──────── STORED DATA

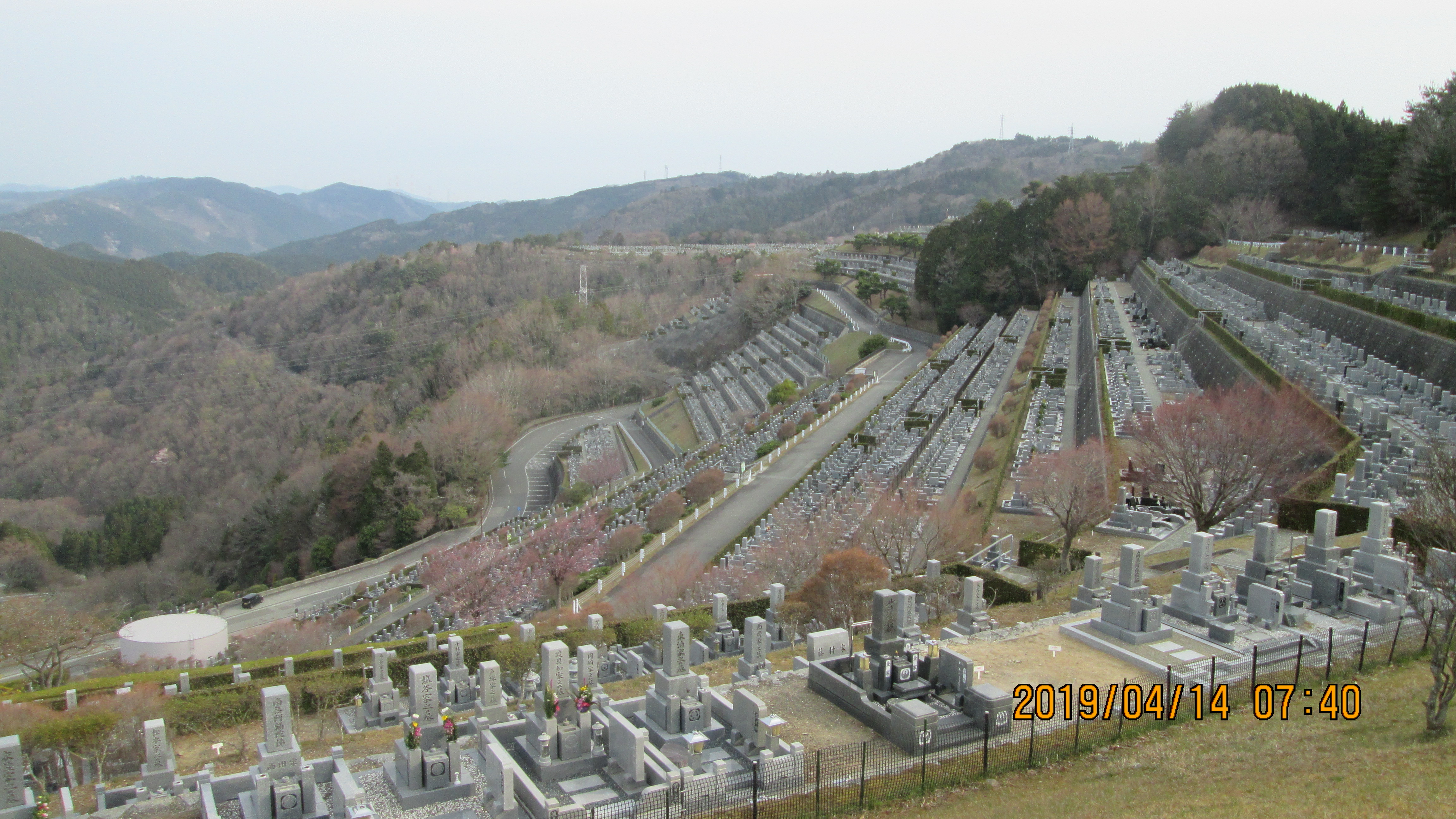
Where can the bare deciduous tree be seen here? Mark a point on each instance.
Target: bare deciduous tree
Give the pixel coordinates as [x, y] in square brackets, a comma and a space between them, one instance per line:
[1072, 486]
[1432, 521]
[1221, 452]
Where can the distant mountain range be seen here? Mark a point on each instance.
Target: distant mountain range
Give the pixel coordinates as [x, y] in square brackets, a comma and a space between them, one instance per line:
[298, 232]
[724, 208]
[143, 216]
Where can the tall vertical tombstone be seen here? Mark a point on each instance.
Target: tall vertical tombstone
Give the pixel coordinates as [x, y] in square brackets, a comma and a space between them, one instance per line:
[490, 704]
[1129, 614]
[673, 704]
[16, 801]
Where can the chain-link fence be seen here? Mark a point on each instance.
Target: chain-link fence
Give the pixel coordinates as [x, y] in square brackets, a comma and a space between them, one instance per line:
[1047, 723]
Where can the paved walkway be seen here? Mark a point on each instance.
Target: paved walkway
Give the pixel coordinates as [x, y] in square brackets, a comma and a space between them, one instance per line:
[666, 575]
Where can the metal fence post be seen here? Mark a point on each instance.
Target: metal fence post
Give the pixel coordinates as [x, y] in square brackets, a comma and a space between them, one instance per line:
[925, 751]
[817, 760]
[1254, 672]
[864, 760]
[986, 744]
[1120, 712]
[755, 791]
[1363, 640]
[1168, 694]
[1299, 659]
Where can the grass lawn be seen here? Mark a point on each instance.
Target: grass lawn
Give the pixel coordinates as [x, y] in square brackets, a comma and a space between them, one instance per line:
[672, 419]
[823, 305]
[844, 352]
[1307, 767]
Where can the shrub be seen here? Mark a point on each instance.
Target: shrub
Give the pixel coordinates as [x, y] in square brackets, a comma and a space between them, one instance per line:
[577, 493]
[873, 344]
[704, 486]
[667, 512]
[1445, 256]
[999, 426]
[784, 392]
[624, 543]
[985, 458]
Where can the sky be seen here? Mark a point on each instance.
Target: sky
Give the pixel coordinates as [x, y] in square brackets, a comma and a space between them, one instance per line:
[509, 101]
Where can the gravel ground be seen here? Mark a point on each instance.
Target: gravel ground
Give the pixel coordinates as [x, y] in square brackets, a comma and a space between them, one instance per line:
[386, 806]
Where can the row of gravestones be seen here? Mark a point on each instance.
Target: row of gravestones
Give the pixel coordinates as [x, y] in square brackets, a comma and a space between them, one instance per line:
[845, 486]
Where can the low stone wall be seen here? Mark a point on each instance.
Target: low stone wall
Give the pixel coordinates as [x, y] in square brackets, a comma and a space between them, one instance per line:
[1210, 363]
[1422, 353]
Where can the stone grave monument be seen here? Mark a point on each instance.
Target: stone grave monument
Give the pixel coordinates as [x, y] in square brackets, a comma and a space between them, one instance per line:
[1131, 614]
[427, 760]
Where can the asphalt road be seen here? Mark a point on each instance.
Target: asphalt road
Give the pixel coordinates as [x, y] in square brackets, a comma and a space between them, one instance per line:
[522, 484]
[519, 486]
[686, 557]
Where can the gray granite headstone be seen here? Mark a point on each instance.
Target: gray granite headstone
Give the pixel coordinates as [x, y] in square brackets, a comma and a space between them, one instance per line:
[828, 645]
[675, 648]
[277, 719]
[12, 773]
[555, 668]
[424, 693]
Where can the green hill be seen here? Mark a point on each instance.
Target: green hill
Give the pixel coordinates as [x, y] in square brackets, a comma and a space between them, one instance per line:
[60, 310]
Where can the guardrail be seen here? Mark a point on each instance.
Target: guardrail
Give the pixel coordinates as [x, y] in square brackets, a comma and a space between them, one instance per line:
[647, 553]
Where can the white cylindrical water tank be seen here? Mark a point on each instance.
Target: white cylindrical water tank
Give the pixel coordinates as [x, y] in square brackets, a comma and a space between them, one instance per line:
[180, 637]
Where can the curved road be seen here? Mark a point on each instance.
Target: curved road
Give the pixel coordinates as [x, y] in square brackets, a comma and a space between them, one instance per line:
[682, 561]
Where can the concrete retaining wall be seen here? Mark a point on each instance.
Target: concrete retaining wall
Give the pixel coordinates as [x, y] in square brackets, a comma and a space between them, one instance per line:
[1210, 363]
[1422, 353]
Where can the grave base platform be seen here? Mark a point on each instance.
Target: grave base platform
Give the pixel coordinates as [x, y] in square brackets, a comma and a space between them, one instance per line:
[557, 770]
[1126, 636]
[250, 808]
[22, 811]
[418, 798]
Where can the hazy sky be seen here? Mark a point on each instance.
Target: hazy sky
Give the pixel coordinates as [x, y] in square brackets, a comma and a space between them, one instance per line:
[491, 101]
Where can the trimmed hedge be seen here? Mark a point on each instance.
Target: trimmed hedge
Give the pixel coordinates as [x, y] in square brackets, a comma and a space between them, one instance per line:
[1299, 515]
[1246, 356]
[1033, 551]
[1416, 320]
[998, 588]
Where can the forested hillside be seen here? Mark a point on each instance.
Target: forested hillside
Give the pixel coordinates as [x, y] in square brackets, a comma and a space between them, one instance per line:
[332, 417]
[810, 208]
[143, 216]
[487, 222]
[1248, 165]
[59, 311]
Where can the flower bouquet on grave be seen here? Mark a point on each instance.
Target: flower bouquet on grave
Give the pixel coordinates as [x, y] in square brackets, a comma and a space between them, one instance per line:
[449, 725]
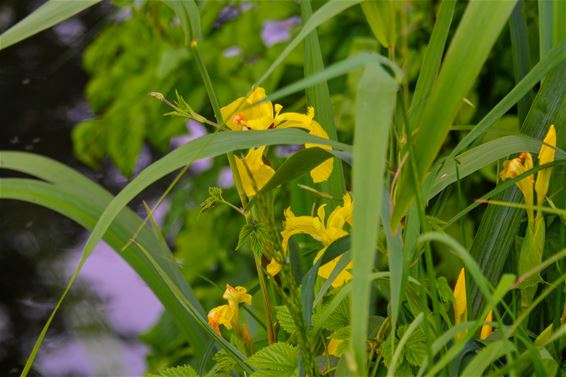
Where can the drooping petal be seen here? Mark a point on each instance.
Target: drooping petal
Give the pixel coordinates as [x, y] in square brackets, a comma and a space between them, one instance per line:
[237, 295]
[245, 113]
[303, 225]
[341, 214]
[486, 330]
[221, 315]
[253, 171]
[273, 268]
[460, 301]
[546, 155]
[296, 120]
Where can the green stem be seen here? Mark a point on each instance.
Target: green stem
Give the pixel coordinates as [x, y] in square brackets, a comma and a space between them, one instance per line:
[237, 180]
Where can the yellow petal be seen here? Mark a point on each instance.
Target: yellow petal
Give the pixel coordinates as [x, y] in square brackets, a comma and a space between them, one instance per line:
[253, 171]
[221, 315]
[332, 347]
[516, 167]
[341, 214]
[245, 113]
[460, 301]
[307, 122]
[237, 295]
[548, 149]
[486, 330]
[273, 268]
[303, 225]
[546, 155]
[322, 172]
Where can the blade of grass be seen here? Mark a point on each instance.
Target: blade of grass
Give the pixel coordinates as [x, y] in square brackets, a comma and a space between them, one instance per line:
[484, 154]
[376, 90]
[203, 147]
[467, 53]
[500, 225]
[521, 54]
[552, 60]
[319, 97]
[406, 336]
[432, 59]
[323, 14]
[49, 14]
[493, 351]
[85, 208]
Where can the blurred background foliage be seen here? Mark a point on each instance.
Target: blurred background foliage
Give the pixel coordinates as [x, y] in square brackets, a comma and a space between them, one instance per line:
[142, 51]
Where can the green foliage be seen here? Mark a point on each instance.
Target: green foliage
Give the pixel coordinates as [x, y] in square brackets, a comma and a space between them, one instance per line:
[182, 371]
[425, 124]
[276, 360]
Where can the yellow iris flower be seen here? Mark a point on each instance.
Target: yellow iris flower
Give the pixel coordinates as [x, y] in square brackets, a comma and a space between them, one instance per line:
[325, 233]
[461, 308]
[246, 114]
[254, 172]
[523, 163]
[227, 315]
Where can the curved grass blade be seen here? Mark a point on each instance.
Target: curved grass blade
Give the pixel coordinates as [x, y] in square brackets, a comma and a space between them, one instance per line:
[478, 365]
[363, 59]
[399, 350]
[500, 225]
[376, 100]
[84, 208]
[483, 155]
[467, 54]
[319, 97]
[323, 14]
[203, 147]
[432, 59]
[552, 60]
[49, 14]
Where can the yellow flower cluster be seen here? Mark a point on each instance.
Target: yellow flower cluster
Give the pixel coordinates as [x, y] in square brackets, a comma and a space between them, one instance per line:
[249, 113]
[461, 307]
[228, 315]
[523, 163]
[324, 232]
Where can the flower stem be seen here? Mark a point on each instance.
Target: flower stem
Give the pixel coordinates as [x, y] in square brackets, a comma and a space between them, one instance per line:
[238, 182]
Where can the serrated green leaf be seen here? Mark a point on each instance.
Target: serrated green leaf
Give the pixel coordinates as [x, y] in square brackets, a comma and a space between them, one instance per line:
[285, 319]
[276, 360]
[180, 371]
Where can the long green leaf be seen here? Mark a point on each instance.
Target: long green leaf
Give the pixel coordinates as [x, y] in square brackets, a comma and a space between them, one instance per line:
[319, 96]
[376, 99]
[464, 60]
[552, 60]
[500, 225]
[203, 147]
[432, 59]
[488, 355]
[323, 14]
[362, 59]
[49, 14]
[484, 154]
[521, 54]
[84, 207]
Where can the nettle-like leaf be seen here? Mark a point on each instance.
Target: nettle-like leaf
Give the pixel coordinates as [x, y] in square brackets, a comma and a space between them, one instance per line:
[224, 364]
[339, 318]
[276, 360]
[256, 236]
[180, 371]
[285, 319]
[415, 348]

────────────────
──────── STORED DATA

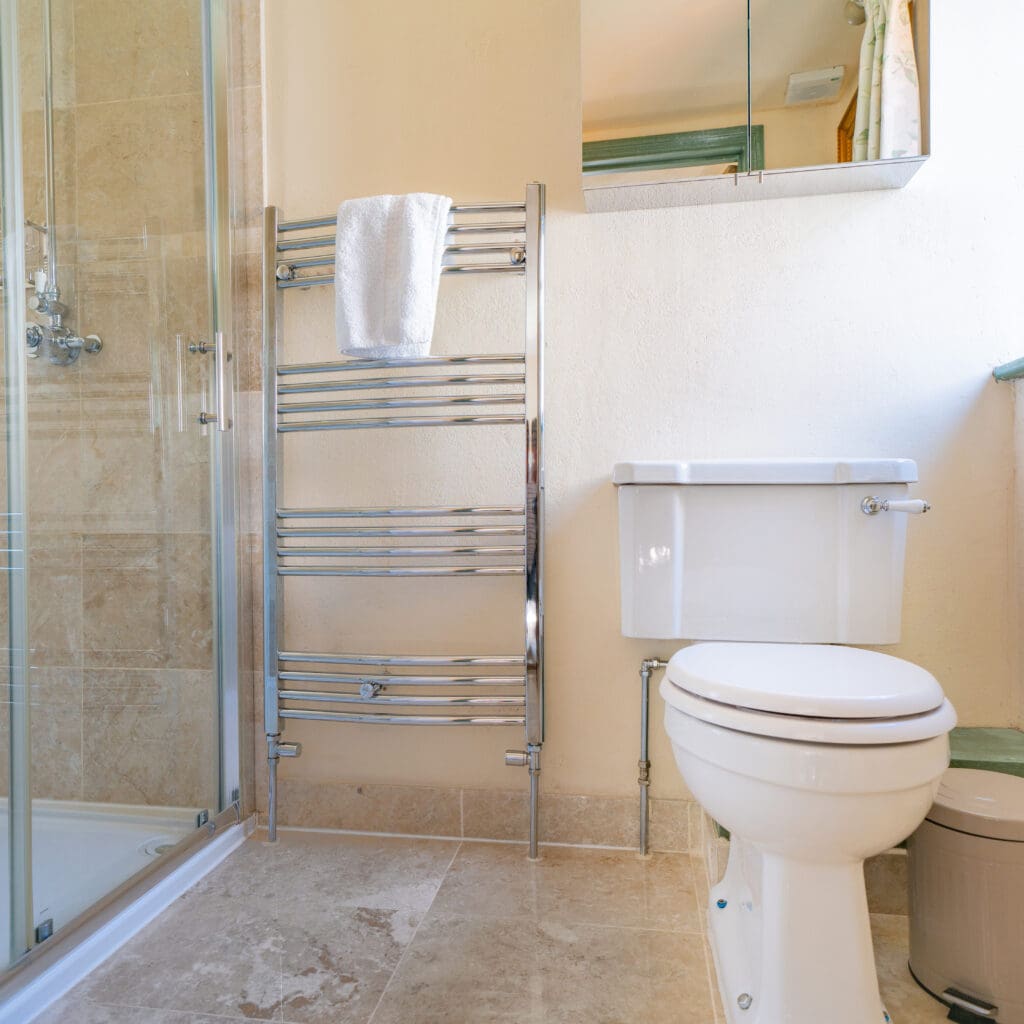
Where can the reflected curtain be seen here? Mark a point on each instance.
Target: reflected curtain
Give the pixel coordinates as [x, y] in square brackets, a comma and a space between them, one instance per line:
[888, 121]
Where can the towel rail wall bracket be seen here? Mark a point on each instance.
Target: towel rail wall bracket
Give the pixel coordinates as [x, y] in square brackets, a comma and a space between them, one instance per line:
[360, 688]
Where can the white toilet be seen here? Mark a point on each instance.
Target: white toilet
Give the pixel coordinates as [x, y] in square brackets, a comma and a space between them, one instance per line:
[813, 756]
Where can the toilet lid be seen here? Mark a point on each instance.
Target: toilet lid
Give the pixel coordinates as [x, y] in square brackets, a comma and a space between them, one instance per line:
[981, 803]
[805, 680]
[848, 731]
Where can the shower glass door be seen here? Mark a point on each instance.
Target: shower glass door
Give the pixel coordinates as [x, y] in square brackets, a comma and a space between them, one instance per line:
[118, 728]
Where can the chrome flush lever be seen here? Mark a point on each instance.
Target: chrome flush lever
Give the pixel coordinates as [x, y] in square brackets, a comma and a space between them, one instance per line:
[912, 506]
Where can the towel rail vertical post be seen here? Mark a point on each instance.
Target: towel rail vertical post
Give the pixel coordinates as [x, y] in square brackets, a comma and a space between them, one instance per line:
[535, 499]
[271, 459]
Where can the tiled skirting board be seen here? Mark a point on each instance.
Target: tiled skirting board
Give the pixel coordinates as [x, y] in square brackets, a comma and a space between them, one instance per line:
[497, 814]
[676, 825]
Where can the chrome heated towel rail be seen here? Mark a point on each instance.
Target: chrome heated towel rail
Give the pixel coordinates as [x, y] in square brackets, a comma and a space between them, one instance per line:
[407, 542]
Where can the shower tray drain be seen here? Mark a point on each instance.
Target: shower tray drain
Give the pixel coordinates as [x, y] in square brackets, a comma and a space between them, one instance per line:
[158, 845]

────────────────

[ASSIGNMENT]
In the data above, which lines lie between the line with "Where can the metal" and the line with "Target: metal fence post", inclusive? Print those lines exactly and nothing else.

[ANSWER TO THE EXERCISE]
Where can the metal fence post be seen here? Mark a point on each instance.
Target: metal fence post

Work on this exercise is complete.